> _What you should do_: Copy the records from their start through the line that holds "(1169, 406)", inclusive, keeping every line, requests included. In each answer point, add -114 to both coordinates.

> _Dataset records_:
- - -
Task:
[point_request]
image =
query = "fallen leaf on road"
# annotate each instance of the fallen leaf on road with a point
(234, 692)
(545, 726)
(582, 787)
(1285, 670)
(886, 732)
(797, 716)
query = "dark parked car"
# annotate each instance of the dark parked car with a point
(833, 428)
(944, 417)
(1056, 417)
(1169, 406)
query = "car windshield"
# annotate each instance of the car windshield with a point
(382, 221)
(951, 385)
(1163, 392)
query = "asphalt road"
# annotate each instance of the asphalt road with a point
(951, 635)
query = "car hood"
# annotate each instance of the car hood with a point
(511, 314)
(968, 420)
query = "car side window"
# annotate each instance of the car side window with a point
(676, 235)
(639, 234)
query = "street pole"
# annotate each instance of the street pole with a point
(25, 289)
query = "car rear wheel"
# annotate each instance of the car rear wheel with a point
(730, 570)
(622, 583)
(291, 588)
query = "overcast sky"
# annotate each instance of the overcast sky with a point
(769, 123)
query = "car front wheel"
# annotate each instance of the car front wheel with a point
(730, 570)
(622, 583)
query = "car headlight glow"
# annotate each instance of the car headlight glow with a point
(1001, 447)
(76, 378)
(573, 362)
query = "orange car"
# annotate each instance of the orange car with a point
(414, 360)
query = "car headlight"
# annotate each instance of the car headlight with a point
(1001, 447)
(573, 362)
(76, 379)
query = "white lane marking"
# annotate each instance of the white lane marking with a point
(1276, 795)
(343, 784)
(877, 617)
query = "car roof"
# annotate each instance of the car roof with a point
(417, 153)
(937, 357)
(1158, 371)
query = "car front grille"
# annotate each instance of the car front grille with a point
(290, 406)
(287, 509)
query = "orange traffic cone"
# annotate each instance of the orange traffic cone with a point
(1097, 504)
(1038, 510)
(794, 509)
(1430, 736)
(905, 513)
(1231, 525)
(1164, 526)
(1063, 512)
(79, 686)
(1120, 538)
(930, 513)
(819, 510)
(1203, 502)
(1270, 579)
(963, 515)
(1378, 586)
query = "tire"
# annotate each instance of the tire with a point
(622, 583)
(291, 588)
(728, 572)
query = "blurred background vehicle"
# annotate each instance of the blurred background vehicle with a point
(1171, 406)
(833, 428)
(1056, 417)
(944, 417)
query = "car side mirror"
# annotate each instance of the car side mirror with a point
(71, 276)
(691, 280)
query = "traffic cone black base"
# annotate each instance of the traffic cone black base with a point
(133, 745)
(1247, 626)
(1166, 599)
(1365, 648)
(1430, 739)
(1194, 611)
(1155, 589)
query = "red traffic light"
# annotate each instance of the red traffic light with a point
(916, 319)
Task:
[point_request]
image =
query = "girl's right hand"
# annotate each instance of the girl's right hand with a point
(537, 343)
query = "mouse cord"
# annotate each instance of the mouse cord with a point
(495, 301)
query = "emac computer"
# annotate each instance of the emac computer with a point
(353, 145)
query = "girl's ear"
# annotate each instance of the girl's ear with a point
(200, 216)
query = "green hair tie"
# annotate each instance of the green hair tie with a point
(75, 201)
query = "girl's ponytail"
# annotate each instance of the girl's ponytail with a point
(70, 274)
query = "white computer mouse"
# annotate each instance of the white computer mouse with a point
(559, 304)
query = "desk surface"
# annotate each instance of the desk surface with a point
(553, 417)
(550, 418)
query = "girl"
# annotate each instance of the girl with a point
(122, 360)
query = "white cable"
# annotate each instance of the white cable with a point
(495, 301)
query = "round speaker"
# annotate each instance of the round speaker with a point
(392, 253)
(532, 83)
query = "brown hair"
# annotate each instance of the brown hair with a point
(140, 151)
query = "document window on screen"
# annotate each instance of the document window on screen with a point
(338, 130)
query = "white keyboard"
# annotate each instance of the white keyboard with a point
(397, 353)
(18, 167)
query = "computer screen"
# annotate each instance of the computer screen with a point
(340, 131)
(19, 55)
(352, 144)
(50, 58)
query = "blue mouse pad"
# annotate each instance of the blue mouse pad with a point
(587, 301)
- - -
> _Correct output_:
Task:
[point_request]
image =
query = "fallen leaf on road"
# annotate each instance of the fallen leaf on road with a point
(120, 578)
(431, 612)
(468, 673)
(1171, 556)
(772, 618)
(683, 602)
query = "dark parked car"
# annotate each instance of the dark parked car with a point
(719, 314)
(830, 303)
(942, 303)
(1055, 292)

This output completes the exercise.